§ Text for analysis
I was telling the high school students that one of the more valuable graduate school classes I had was a small seminar on the concept of justice led by Dr. Walter Kaufman, the famous philosopher and poet. For an entire semester we 13 or so people gathered to explore the concept of justice. We, of course, did not come to any conclusions, but we did come out of that experience knowing that it was imperative that we continue to acknowledge to and with each other that we did not have the definite definition of justice. That was huge. As soon as we think that we know something we quit asking questions.
Some might call this ability to admit that we do not know and even that often we do not know that we do not know, humility. Others might call it acceptance. Some might term it freedom. Some might suggest that freedom releases us to have fun being creative; to experiment with designing communities whose worth is not about how much we have or even how many degrees we collectively have, but the willingness to find joy in taking care of each other and in exploring new and fun relationships with the interplay of all the parts and forces in the universe. Freedom would not make us less passionate or make us passive. It would leaves us with endless energy leading to more curiosity and a desire to draw closer to our neighbors.
There have been times in this country and throughout the world in which individuals have come together to form intentional communities, usually based on sharing resources and taking care of each other in all ways. Some have continued to flourish. Others have long since ceased to exist. In the mid-1970s, I traveled to and stayed at a number of these communities in the United States. These included The Bruderhof in Pennsylvania and Twin Oaks in Virginia, both of which continue to be still operating with the same basic sense of communal sharing of responsibilities and gifts. None of these communities have come up with “the model” which would work in every setting and for every person. Variations of the model such as now the urban Kibbutzin in Israel continue the experiment. Some of the intentional communities require one to share a particular religious or cultural framework while others only require that one share the commitment to sharing resources and responsibilities.
The people who explore such options are committed to education – to expanding the mind and the “soul” of the individuals and the body politic.
What is education? What is the purpose of education? As soon as we have honestly asked the question we have opened ourselves to new possibilities of expanding an every widening circle of neighborhood. Perhaps?

§ Work request
Reproduce, word for word, the stretch of the essay on justice and education from "What is education?" through "of neighborhood. Perhaps?". Answer from the essay on justice and education and nothing else.

§ Dataset extract
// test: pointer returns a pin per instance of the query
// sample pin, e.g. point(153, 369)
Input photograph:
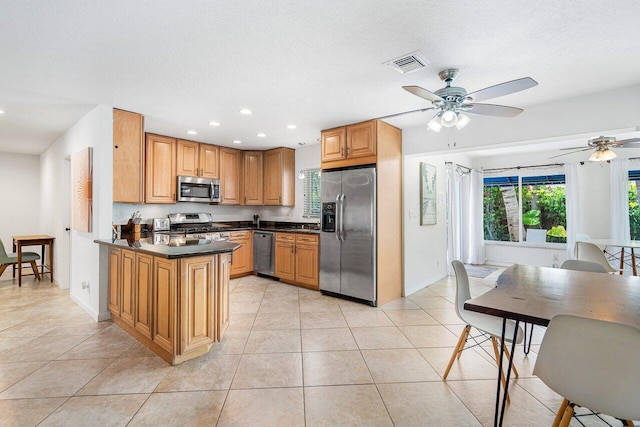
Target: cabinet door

§ Expected answer
What is education? What is the purpose of education? As soon as we have honestly asked the question we have opened ourselves to new possibilities of expanding an every widening circle of neighborhood. Perhaps?